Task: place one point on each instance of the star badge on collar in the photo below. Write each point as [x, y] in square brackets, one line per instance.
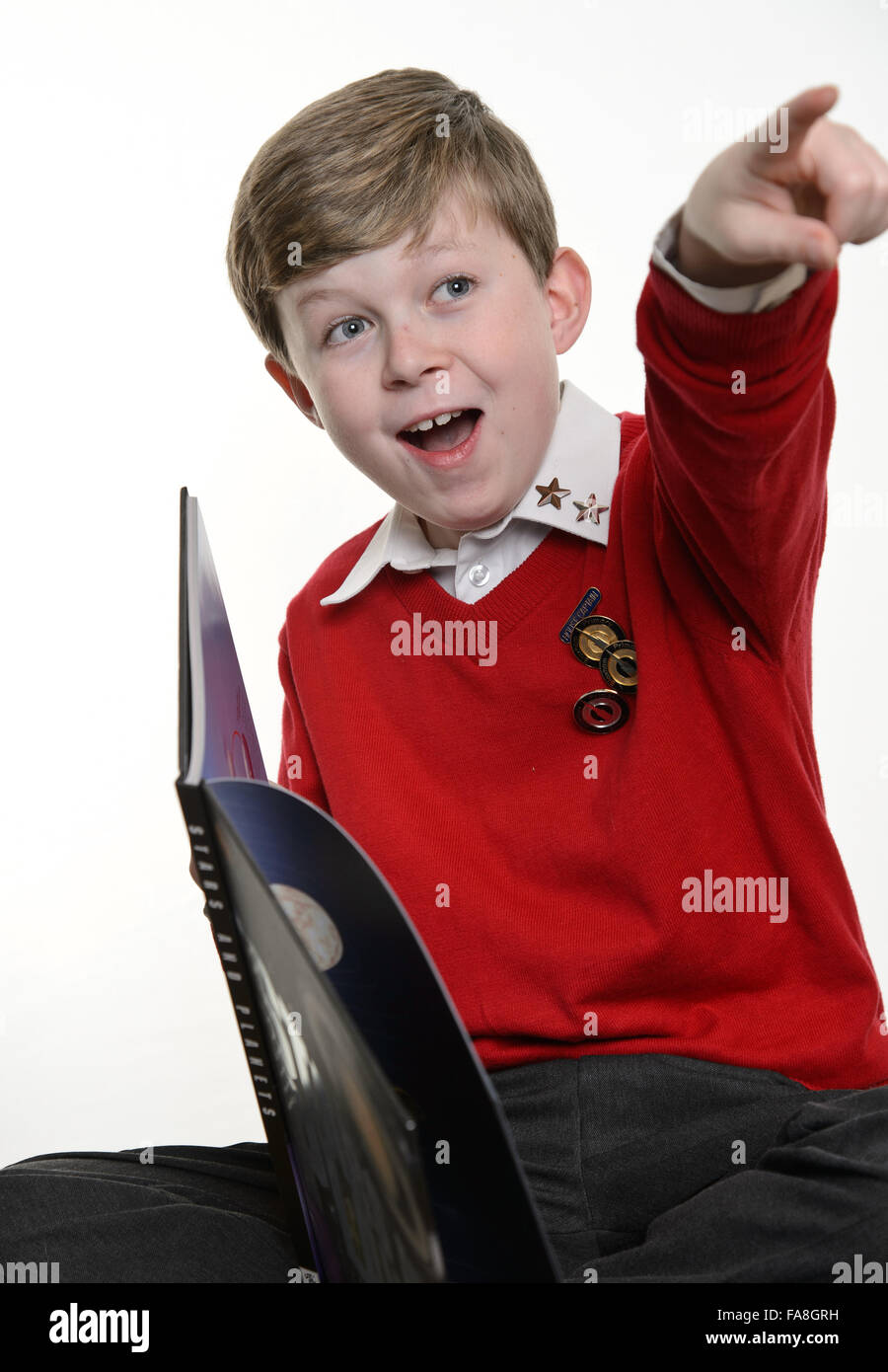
[551, 495]
[589, 509]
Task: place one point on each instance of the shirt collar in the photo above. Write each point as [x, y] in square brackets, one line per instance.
[582, 458]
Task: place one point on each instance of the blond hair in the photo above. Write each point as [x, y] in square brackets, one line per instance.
[357, 169]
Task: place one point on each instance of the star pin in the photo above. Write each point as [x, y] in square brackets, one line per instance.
[551, 495]
[590, 509]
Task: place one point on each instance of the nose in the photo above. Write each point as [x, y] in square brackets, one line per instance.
[414, 347]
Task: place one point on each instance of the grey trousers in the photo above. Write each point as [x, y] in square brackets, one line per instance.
[645, 1168]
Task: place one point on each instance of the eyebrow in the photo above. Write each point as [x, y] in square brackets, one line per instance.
[431, 250]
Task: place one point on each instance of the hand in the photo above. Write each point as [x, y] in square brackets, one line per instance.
[754, 211]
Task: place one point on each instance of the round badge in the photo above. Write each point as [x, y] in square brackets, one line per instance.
[620, 664]
[601, 711]
[592, 636]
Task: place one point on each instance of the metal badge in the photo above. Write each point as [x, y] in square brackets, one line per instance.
[552, 495]
[585, 607]
[601, 711]
[592, 636]
[620, 664]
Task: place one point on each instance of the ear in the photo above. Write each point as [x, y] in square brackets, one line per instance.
[292, 387]
[569, 295]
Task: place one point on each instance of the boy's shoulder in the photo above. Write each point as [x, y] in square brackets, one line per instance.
[331, 573]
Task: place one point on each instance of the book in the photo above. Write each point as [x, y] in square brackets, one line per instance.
[390, 1146]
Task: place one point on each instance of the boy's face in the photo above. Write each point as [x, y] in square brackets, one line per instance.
[462, 324]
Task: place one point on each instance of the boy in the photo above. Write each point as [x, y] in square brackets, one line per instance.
[601, 811]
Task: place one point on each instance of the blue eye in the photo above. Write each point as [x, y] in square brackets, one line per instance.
[459, 277]
[355, 319]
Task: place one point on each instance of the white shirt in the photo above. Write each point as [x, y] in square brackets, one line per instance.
[582, 456]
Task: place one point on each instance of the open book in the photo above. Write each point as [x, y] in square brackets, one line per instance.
[389, 1142]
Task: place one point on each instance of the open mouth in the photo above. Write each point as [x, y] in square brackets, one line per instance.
[442, 438]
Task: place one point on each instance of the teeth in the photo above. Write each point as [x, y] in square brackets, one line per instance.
[439, 419]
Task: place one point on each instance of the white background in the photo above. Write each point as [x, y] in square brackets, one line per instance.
[129, 370]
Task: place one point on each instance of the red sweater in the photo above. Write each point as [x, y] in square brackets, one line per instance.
[554, 901]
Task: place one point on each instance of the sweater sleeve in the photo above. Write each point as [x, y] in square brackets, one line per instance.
[298, 769]
[740, 412]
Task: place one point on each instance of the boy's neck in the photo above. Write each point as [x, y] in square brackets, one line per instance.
[441, 537]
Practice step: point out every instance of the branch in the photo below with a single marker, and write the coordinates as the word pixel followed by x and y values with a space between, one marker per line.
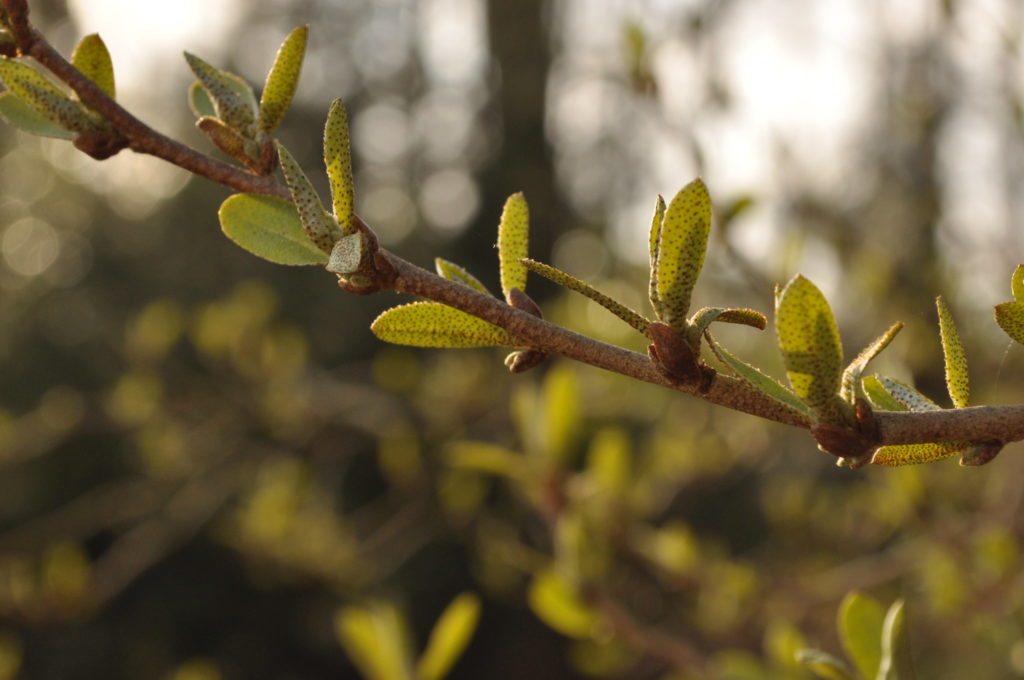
pixel 129 131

• • • • • • •

• **Problem to solve**
The data should be printed again unchanged; leave its pictures out.

• **Written response**
Task: place one point on each instance of the star badge on collar in the photo below. Write each point as [x, y] in square brackets, one line per instance.
[551, 495]
[589, 509]
Task: place one point on each instance of the shirt collar in the photo above. Write each point as [x, y] in square brackets, one line per instance.
[582, 458]
Task: place one point on each instance of the blond hair in the photo above. Write each point as [x, y] in square brackets, one line per instance.
[357, 169]
Task: place one point on each instance of the star pin in the photo above. Write each point as [x, y] in square brackets, one line per instance.
[551, 495]
[590, 509]
Task: place one point on each instance of the nose in the photo above. Write each point as [x, y] in square brackets, one line per instance.
[414, 347]
Task: place one point on each instance of the grey trousers in the photo above. Write each point as [x, y] in square brackets, one line per instance.
[645, 1168]
Task: place one point on each instance of the eyebrow in the photo above. Write each point as [x, y] in square brackets, one line per instance.
[431, 250]
Task: place one point on each instance of the hand in the photo above. Write each point as [x, y] in square brackets, one line per instance.
[754, 211]
Task: place one point on each instance of the round badge in the photo above. Write each point as [x, y] in square brackets, one line per instance.
[620, 664]
[601, 711]
[592, 636]
Task: place one point on each instance of the metal badge in the photo above. Write each point as [x, y] in square brackets, one line per instance.
[552, 495]
[585, 607]
[601, 711]
[592, 636]
[620, 664]
Task: place one point on each instance of the ear in the photo above. Write each point as [x, y] in square brackets, one line per instance.
[292, 387]
[569, 295]
Task: place one point on each instance of the boy's shoulder in the photo above. Write each point as [x, y] in square brackets, one line per instance.
[331, 573]
Task: place one point on each instance of the book in the photo above. Write each point as [x, y] in square brackets, one line per instance.
[390, 1146]
Task: place one point on each instance of the boy's face in the photo above. Write each point as [x, y] in square brackets, one line per instance.
[462, 324]
Task: place one point on each instance of the boy in the photo above. Write each point as [x, y] in square brackets, one line per instance.
[601, 811]
Task: place one point on each instance of the blue eye in the photo above. Write each point as [x, y] in square brackets, one line per instance.
[459, 277]
[355, 319]
Task: place one point on each instance of the white shirt in the photo above. Write each point as [x, y] in square brackets, one line per instance.
[582, 456]
Task: place one point on each instance of the open book in the photo above. Write each point as [x, y] in square brackets, one line per instance.
[389, 1142]
Task: place one point on each instance of the open mouth in the photo above. Write each point as [x, y] in square brackets, one line per instance.
[442, 438]
Task: place one point on each instance of the teeth in the photo above. Write each point as [x, y] in square brackets, one line per instance.
[439, 419]
Task: place one point on each instance of the white background in the photo above. Write each point as [x, y] in square brackets, one line per instance.
[129, 370]
Task: place one point on each instance of the red sweater in the photo above. Write each point as [x, y] in square brackets, one line per instance.
[554, 901]
Task: place one point on each instance of the sweater sleeve in the photo above. Write each point as [x, y] in square brackets, one line per instance.
[298, 769]
[740, 412]
Task: place one point on each instance of the boy's neck in the photo above. Write each point as [x, y] in square brackets, one line per instance.
[441, 537]
Practice step: point out every instance of the branch in the photo below with a single marker, and write the coordinates as the word pixel followed by x and y values with a space between, one marker per line.
pixel 129 131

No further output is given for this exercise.